Please copy the listing from the line containing "Please mark the region of the **clump" through its final line, swapping "ornamental grass" for "tall grass" and leaving everything else unchanged.

— start RECORDS SUPPLIED —

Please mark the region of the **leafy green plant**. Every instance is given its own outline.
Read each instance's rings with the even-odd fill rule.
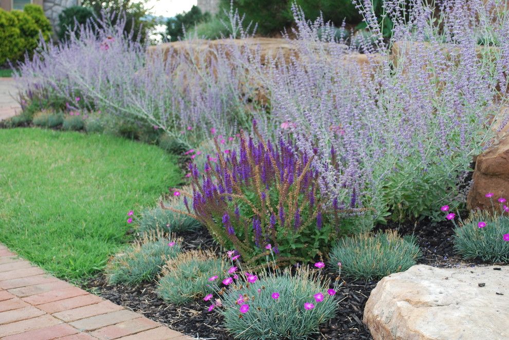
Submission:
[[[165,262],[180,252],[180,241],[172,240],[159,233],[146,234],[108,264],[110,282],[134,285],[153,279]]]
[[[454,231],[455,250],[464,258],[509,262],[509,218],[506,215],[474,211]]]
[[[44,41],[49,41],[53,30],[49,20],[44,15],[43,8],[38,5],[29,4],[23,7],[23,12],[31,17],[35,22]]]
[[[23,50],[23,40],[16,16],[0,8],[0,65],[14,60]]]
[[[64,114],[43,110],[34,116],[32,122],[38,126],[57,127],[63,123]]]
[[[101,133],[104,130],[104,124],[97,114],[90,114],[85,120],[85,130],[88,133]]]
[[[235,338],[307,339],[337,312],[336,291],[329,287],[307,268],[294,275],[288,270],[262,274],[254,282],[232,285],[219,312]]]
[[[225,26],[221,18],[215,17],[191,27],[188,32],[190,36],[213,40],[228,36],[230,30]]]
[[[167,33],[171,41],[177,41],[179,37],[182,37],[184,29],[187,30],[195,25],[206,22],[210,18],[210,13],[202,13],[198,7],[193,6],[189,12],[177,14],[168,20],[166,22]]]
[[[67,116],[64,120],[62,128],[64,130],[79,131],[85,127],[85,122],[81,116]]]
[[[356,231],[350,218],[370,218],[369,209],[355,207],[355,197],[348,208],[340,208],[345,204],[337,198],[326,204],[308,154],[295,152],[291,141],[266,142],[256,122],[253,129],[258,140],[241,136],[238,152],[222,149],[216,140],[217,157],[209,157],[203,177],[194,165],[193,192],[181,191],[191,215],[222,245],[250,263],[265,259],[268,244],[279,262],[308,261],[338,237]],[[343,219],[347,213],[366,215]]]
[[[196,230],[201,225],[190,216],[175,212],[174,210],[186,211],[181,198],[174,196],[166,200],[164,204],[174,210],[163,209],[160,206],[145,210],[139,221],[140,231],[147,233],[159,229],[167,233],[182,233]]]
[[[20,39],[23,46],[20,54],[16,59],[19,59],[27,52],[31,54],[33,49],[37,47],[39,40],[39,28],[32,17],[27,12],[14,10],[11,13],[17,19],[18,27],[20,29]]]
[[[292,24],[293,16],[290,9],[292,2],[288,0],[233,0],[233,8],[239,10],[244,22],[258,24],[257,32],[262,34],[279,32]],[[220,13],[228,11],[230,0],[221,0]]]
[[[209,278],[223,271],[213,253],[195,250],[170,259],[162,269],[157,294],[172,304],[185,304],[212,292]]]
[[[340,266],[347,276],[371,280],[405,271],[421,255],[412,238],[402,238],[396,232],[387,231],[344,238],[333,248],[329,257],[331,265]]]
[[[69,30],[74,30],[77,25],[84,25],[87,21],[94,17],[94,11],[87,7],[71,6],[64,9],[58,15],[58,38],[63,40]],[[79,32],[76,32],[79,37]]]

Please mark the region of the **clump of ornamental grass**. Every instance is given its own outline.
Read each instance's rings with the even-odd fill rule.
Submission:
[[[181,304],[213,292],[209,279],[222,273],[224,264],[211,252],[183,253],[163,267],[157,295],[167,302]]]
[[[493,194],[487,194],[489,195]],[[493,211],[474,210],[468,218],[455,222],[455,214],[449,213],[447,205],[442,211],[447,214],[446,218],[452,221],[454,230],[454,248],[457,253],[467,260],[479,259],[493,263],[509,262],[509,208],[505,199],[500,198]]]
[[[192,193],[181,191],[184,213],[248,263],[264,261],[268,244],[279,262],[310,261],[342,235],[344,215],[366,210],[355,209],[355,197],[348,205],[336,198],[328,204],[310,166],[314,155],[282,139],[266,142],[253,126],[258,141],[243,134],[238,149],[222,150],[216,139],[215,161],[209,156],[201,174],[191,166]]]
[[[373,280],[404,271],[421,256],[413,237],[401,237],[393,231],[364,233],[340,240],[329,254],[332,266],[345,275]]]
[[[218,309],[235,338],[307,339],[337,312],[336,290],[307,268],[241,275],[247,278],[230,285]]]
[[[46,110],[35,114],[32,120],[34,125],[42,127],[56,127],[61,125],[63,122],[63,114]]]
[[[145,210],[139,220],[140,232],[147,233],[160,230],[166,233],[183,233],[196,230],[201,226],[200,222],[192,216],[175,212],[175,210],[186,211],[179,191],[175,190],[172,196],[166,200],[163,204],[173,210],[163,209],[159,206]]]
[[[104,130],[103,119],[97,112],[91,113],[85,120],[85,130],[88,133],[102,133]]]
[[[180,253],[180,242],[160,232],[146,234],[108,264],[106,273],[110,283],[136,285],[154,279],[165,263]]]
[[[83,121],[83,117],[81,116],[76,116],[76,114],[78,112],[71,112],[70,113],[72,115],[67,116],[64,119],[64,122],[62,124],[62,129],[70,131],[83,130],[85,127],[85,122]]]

— end RECORDS SUPPLIED —

ANSWER FOR THE TASK:
Please mark the region of the **clump of tall grass**. Every instance is given its own outline.
Read each instance's rings with the even-odd fill rule.
Submission:
[[[181,304],[213,292],[209,279],[222,273],[224,264],[211,252],[183,253],[163,267],[157,295],[167,302]]]
[[[493,194],[487,194],[489,195]],[[493,211],[474,210],[468,218],[455,222],[455,214],[449,213],[447,205],[442,211],[447,214],[446,218],[452,221],[454,230],[454,248],[457,253],[467,260],[479,259],[493,263],[509,262],[509,208],[505,199],[500,198]]]
[[[192,193],[181,191],[184,213],[248,263],[264,261],[268,244],[279,262],[310,261],[342,235],[344,215],[366,210],[355,209],[355,197],[348,205],[336,198],[328,204],[310,166],[314,155],[282,139],[266,142],[253,126],[258,141],[243,134],[238,149],[222,150],[216,139],[215,161],[209,156],[201,174],[191,166]]]
[[[373,280],[404,271],[421,256],[413,237],[401,237],[393,231],[364,233],[340,240],[329,254],[332,266],[345,275]]]
[[[218,309],[235,338],[307,339],[337,312],[336,290],[307,268],[241,275],[247,278],[230,285]]]
[[[46,110],[35,114],[32,120],[34,125],[42,127],[56,127],[61,125],[63,122],[63,114]]]
[[[145,210],[139,220],[140,232],[147,233],[160,230],[166,233],[183,233],[196,230],[201,226],[200,222],[192,216],[175,212],[175,210],[186,211],[179,191],[175,190],[172,196],[166,200],[163,204],[173,210],[163,209],[159,206]]]
[[[104,130],[103,119],[97,112],[91,113],[85,120],[85,130],[88,133],[102,133]]]
[[[180,253],[180,242],[160,232],[146,234],[108,264],[106,273],[110,283],[136,285],[154,279],[165,263]]]
[[[83,121],[83,117],[81,116],[76,116],[76,114],[78,112],[71,112],[70,113],[72,115],[67,116],[64,119],[64,122],[62,124],[62,129],[70,131],[83,130],[85,127],[85,122]]]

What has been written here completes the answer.